— TEXTE —
* * * * * * * * *

Identité Remarquable | Charles Sinz aka Since Charles
Pop électron
Aussi bien aux manettes que sur scène, Charles Sinz a su se faire une place de choix dans le paysage musical phocéen. D’une première participation au festival Avec le Temps en tant que chargé de com’ à son actuelle apparition à l’affiche de la manifestation sous son nom d’artiste pop Since Charles, retour sur le parcours rythmé de ce couteau suisse artistique.
Charles grandit dans le petit village de Saint-Agrève, en Ardèche. Il fait de la musique depuis qu’il est môme. Il commence à jouer de la guitare à son entrée au lycée et monte ses premiers « vrais » projets de groupe lorsqu’il déménage à Grenoble pour ses études, à la petite vingtaine. Après Science Po Grenoble, ses stages de Master se tournent vers la culture, avec un premier à l’Institut Français de Londres puis un second avec le dispositif Disquaire Day. À son arrivée à Marseille, Charles intègre la coopérative Interne Externe (1), qui cherche alors un chargé de communication. Après deux ans à ce poste en bossant sur l’intégralité des projets (la SAS, Avec Le Temps, les projets perso de Fred Nevché, Martin Mey ou Iraka…), le moment semble venu : Charles Sinz se lance dans un projet musical en solo, qu’il imagine déjà depuis un long moment. Il reste chez Grand Bonheur avec une casquette toute neuve : celle de programmateur sur le festival Avec le Temps.
L’intérêt pour ce pan du métier ayant toujours été palpable, c’est tout naturellement que la transition se fait. Charles s’était d’ailleurs échauffé à la programmation à travers le collectif d’amis Sidi&co, organisateur de soirées afro électro. Il crée également il y a quatre ans un petit festival avec des amis d’enfance autour de l’émergence dans sa ville natale, Oh Plateau !, désormais bien suivi. Son attrait pour le mix et l’électro le mène à rejoindre le collectif de dj’s Tropicold.

* * * * * * * * *

Entrées de pointage d'objets nommés:
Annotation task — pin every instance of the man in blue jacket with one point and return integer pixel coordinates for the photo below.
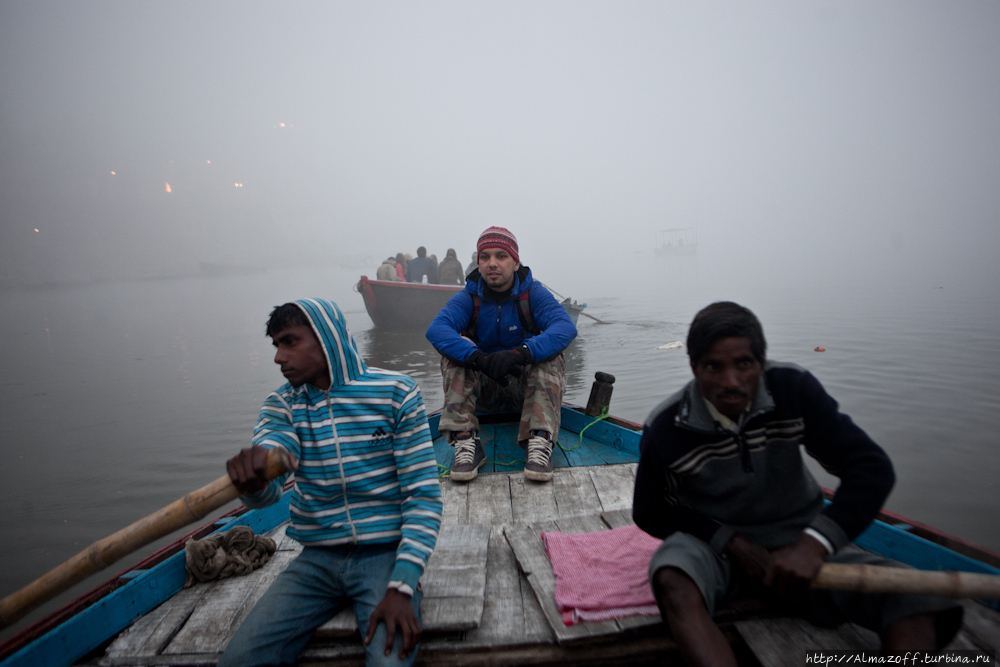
(501, 341)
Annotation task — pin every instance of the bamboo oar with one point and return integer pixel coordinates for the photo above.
(102, 553)
(880, 579)
(581, 312)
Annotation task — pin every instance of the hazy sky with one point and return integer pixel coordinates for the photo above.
(801, 139)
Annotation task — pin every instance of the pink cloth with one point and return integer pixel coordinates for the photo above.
(602, 575)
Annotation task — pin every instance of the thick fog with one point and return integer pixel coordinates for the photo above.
(823, 143)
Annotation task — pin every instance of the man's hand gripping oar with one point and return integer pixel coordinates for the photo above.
(195, 505)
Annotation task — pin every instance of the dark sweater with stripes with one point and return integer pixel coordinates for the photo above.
(697, 477)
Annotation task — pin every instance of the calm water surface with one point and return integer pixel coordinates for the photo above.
(119, 398)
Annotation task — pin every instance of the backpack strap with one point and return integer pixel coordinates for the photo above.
(470, 328)
(523, 314)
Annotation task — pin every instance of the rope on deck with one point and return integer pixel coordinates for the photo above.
(230, 554)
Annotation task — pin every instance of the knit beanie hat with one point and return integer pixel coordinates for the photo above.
(498, 237)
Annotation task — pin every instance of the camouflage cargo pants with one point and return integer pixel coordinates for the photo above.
(537, 395)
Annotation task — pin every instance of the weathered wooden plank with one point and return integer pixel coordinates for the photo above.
(489, 500)
(615, 485)
(455, 582)
(455, 502)
(618, 518)
(504, 455)
(531, 500)
(574, 492)
(783, 642)
(530, 554)
(216, 617)
(150, 633)
(460, 546)
(503, 612)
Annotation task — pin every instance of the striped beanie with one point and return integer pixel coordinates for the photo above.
(498, 237)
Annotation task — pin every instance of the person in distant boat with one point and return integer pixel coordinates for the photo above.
(450, 270)
(366, 504)
(421, 269)
(722, 482)
(401, 266)
(388, 271)
(501, 341)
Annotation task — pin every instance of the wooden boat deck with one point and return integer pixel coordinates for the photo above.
(488, 588)
(480, 607)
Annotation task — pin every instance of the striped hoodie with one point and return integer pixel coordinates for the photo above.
(367, 472)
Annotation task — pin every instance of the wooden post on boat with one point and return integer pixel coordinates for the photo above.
(879, 579)
(103, 553)
(600, 394)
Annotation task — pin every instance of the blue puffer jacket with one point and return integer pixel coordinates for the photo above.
(499, 326)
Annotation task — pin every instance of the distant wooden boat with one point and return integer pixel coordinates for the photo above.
(488, 588)
(676, 242)
(396, 305)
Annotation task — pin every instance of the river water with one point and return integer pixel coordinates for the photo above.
(118, 398)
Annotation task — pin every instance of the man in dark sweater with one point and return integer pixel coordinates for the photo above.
(722, 481)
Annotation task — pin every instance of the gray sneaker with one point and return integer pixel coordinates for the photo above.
(469, 458)
(538, 464)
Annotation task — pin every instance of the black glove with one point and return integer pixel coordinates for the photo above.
(476, 360)
(499, 365)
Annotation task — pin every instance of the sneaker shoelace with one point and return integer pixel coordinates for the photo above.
(465, 451)
(539, 450)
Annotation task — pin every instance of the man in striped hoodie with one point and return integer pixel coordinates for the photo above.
(365, 503)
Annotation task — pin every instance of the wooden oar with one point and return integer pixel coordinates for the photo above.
(878, 579)
(581, 312)
(102, 553)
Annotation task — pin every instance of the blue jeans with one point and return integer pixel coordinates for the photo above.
(315, 587)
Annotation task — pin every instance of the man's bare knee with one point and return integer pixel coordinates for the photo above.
(675, 590)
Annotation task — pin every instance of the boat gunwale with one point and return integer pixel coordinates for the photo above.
(150, 566)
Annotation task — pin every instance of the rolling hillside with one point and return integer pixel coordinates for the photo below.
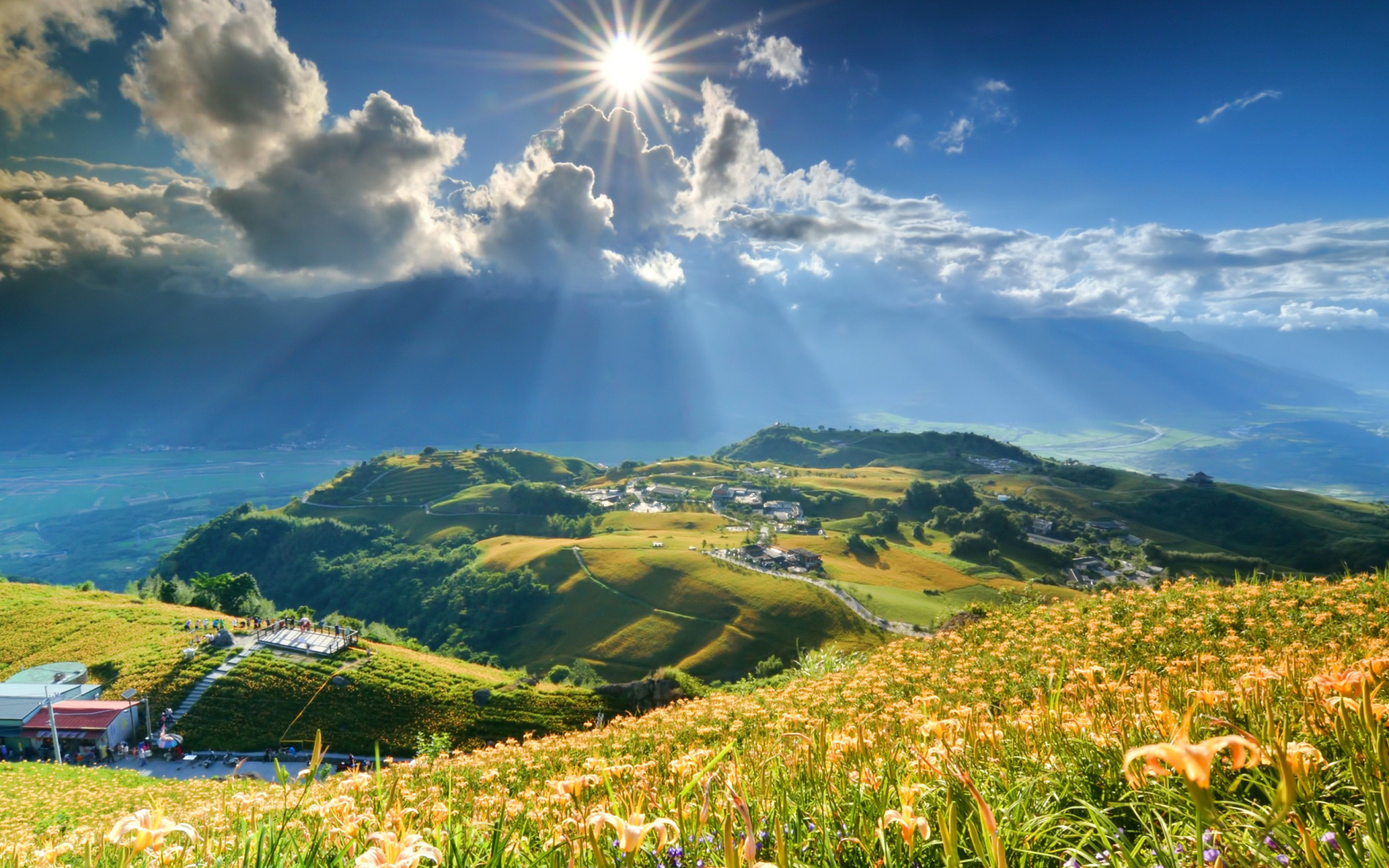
(830, 448)
(473, 553)
(277, 698)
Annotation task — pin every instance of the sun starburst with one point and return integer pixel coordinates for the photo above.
(624, 58)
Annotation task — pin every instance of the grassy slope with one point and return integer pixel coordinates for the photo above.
(1278, 525)
(398, 693)
(391, 696)
(1037, 706)
(646, 608)
(123, 641)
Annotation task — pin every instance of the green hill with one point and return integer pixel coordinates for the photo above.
(472, 559)
(274, 698)
(831, 448)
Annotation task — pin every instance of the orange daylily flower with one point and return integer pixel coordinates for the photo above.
(1194, 762)
(574, 787)
(149, 829)
(633, 831)
(392, 852)
(1303, 759)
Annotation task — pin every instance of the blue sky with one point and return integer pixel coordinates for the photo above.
(1080, 177)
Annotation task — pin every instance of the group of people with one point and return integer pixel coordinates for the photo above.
(207, 624)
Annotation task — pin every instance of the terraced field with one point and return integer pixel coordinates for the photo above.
(270, 699)
(636, 609)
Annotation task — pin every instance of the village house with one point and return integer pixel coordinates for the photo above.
(667, 492)
(806, 559)
(781, 510)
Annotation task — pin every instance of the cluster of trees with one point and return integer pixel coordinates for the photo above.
(227, 592)
(569, 527)
(882, 524)
(434, 593)
(547, 499)
(923, 497)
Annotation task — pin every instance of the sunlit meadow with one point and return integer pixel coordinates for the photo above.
(1196, 725)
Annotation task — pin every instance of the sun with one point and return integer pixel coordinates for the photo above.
(627, 67)
(623, 58)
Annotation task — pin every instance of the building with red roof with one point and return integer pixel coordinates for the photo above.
(85, 723)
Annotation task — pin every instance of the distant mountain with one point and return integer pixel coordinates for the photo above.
(831, 448)
(459, 361)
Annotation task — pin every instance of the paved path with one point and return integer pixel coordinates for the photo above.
(207, 681)
(855, 606)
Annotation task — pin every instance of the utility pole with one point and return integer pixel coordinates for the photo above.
(53, 728)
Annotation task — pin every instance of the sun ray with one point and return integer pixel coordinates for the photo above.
(563, 88)
(603, 23)
(684, 18)
(578, 23)
(645, 36)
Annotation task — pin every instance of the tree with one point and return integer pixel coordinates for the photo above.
(958, 495)
(971, 545)
(226, 592)
(768, 667)
(920, 497)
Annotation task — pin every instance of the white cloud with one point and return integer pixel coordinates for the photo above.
(780, 56)
(730, 165)
(31, 34)
(760, 266)
(642, 181)
(356, 200)
(226, 87)
(348, 203)
(660, 269)
(85, 226)
(1238, 105)
(541, 221)
(816, 266)
(952, 138)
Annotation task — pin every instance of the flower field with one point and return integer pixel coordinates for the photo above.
(1196, 725)
(125, 642)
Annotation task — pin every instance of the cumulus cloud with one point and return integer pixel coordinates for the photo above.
(224, 84)
(349, 202)
(358, 199)
(639, 180)
(760, 266)
(730, 165)
(85, 224)
(1238, 105)
(781, 59)
(988, 106)
(541, 221)
(952, 138)
(31, 34)
(816, 266)
(660, 269)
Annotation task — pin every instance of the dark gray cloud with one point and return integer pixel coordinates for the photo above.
(356, 199)
(224, 84)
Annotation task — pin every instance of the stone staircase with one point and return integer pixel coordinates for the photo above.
(207, 681)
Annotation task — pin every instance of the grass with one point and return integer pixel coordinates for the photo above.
(123, 641)
(274, 699)
(127, 642)
(639, 609)
(1010, 737)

* * * * * * * * *

— CONSIGNES —
A. Dans le portrait de Charles Sinz, relevez tous les artistes dont les projets personnels sont cités parmi ceux sur lesquels il a travaillé comme chargé de communication.
B. D'après le portrait de Charles Sinz, quel festival a-t-il créé avec des amis d'enfance dans sa ville natale ?

— RÉPONSES DANS L'ORDRE —
A. Fred Nevché, Martin Mey, Iraka

B. Il a créé le festival Oh Plateau !